:: Source ::
## start

I went with my colleague’s recommendations, ordering the butt half ham from Meadow Farms and a 2- to 2 1/2-pound boneless ham from Harrington’s (on sale for $21.95). Shipping was high for both--about $16. Harrington’s let me specify a desired delivery date.

Despite “The Joy of Cooking,” I didn’t figure the ham sizes right. The Harrington’s ham was tiny in comparison with the Meadow Farms ham--good for three or four sandwiches at best. And it arrived with a cold pack--but the cold pack was room temperature, as was the ham. Though the Harrington’s ham came with a brochure on care and reheating, it said nothing about my ham’s arrival. I e-mailed Harrington’s, which replied the next morning that its hams can “be in transit” up to four days and didn’t need to be kept cold.

## end

:: Information supplied ::
## start

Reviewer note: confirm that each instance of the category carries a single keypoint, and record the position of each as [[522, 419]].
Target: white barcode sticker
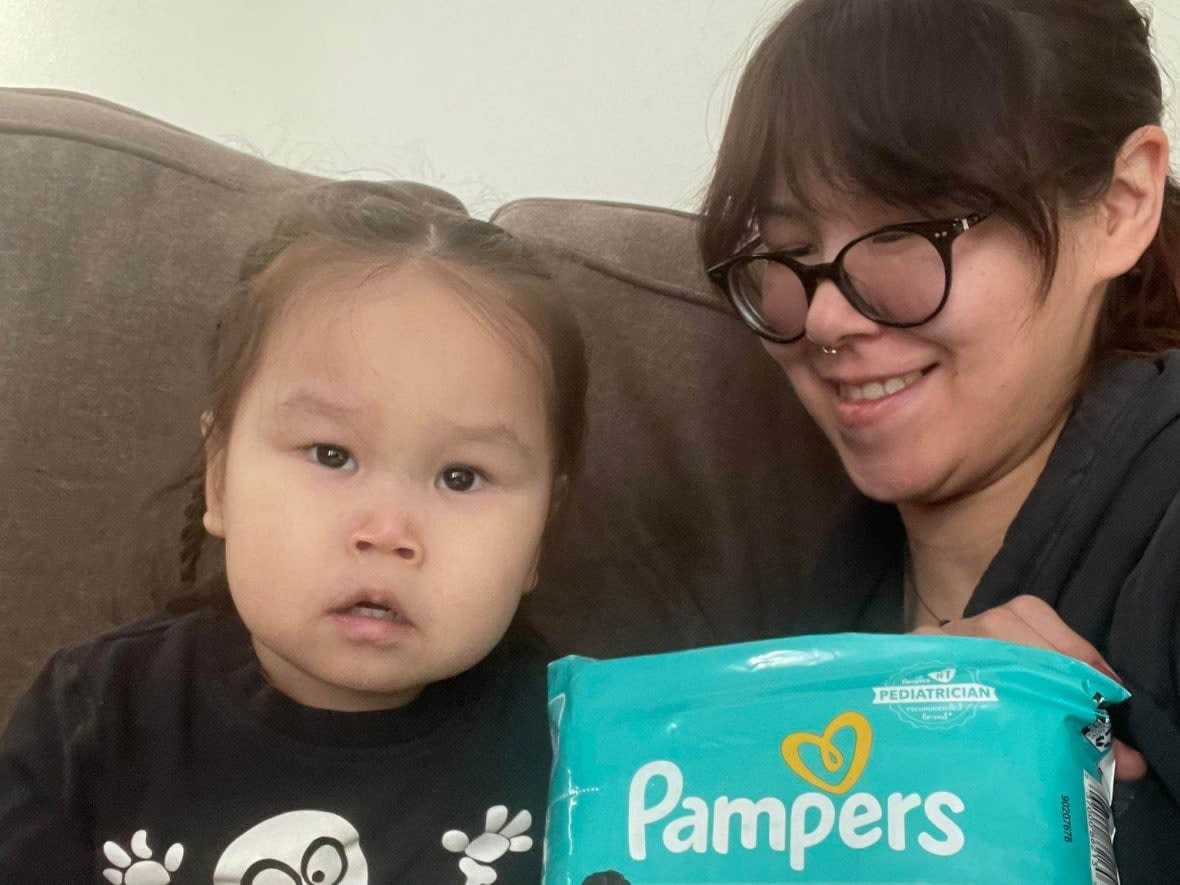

## end

:: Short exercise A ::
Using the passage about the mail-order hams, answer each question briefly.
(i) What was the sale price of the boneless ham from Harrington's?
(ii) Roughly how much was the shipping for each ham?
(iii) According to Harrington's reply, how long can its hams be in transit?
:: Short exercise B ::
Continue the account of the mail-order hams from the point where it stops.
The data that comes after the text is separate material.

:: Task output A ::
(i) $21.95
(ii) About $16
(iii) Up to four days

:: Task output B ::
I also called Meadow Farms to find out whether I should freeze the ham, which came with only brief heating directions, since I wouldn’t be having it for about a week; “Yes,” I was told.

How do I thaw it? “In the refrigerator.” OK. So much for ham information.

One last try--I decided to head over to Ask Jeeves, a question-and-answer search portal at https://www.askjeeves.com.

“How long can I refrigerate a ham?” I typed in the search box.

I didn’t get a direct answer, just a list of sites that were popular among people who’d asked similar questions.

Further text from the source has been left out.